Copy out the complete listing, word for word.

--- start ---

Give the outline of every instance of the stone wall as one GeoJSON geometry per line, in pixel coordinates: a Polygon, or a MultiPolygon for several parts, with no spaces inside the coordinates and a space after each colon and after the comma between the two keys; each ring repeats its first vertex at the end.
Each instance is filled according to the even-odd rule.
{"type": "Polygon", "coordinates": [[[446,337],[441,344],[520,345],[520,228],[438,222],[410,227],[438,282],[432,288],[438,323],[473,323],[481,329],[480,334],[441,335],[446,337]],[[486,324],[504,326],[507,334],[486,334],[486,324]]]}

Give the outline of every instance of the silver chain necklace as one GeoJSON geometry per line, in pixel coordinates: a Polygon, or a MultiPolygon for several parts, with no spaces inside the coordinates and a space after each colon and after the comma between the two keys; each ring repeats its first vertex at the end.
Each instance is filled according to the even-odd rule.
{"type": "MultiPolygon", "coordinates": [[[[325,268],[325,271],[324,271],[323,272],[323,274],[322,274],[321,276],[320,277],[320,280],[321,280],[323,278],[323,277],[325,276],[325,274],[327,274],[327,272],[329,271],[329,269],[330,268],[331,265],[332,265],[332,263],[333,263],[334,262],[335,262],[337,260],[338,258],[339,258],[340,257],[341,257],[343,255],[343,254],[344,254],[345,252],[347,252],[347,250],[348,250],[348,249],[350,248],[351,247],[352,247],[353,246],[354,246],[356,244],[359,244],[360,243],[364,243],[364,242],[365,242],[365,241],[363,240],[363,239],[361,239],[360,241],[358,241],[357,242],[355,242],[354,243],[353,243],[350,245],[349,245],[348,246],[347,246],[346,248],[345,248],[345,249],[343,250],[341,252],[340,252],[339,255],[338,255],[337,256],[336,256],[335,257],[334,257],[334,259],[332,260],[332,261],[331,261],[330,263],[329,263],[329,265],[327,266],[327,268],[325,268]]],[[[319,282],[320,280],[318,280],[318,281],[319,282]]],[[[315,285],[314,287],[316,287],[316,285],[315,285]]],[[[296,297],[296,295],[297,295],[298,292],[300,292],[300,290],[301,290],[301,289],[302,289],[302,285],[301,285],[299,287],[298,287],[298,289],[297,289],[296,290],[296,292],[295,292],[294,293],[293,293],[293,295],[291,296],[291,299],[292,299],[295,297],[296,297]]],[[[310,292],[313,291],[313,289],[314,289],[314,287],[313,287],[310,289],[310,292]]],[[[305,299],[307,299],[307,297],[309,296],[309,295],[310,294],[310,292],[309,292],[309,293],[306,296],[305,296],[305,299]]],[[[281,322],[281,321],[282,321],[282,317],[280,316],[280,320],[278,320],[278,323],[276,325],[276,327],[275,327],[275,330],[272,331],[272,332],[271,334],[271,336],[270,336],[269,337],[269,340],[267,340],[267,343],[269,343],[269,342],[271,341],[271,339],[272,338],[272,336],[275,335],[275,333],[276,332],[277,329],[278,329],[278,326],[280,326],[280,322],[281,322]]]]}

--- end ---

> ANSWER TO THE EXERCISE:
Give the outline of every instance of the stone wall as one GeoJSON geometry per line, in pixel coordinates: a Polygon, or a MultiPolygon for several parts, with no spaces inside the coordinates and a space after each colon and after the comma between the two keys; each ring repeats its first vertex at the end.
Each instance is filled according to the even-odd rule.
{"type": "Polygon", "coordinates": [[[446,337],[441,344],[520,345],[520,228],[438,222],[410,227],[438,282],[432,288],[438,323],[473,323],[481,329],[480,334],[441,335],[446,337]],[[486,324],[504,326],[507,334],[486,334],[486,324]]]}

Give the outline of every instance of the silver chain necklace as one GeoJSON geometry per line, in pixel coordinates: a Polygon, or a MultiPolygon for several parts, with no spaces inside the coordinates and a space after each colon and after the comma between the two keys; each ring repeats its first vertex at the end.
Each instance is filled according to the even-odd rule.
{"type": "MultiPolygon", "coordinates": [[[[325,268],[325,271],[324,271],[323,272],[323,274],[322,274],[321,276],[320,277],[320,280],[321,280],[323,278],[323,277],[325,276],[325,274],[327,274],[327,272],[329,271],[329,269],[330,268],[331,265],[332,265],[332,263],[333,263],[334,262],[335,262],[337,260],[338,258],[339,258],[340,257],[341,257],[343,255],[343,254],[344,254],[345,252],[347,252],[347,250],[348,250],[348,249],[350,248],[351,247],[352,247],[353,246],[354,246],[356,244],[359,244],[360,243],[364,243],[364,242],[365,242],[365,241],[363,240],[363,239],[361,239],[360,241],[358,241],[357,242],[355,242],[354,243],[353,243],[350,245],[349,245],[348,246],[347,246],[346,248],[345,248],[345,249],[343,250],[341,252],[340,252],[339,255],[338,255],[337,256],[336,256],[335,257],[334,257],[334,259],[332,260],[332,261],[331,261],[330,263],[329,263],[329,265],[327,266],[327,268],[325,268]]],[[[319,282],[320,280],[318,280],[318,281],[319,282]]],[[[315,285],[314,287],[316,287],[316,285],[315,285]]],[[[296,297],[296,295],[297,295],[298,292],[300,292],[300,290],[301,290],[301,289],[302,289],[302,285],[301,285],[299,287],[298,287],[298,289],[297,289],[296,290],[296,292],[295,292],[294,293],[293,293],[293,295],[291,296],[291,299],[292,299],[295,297],[296,297]]],[[[310,292],[313,291],[313,289],[314,289],[314,287],[313,287],[310,289],[310,292]]],[[[305,299],[307,299],[307,297],[309,296],[309,295],[310,294],[310,292],[309,292],[309,293],[306,296],[305,296],[305,299]]],[[[281,322],[281,321],[282,321],[282,317],[280,316],[280,320],[278,320],[278,323],[276,325],[276,327],[275,327],[275,330],[272,331],[272,332],[271,334],[271,336],[270,336],[269,337],[269,340],[267,340],[267,343],[269,343],[269,342],[271,341],[271,339],[272,338],[272,336],[275,335],[275,333],[276,332],[277,329],[278,329],[278,326],[280,326],[280,322],[281,322]]]]}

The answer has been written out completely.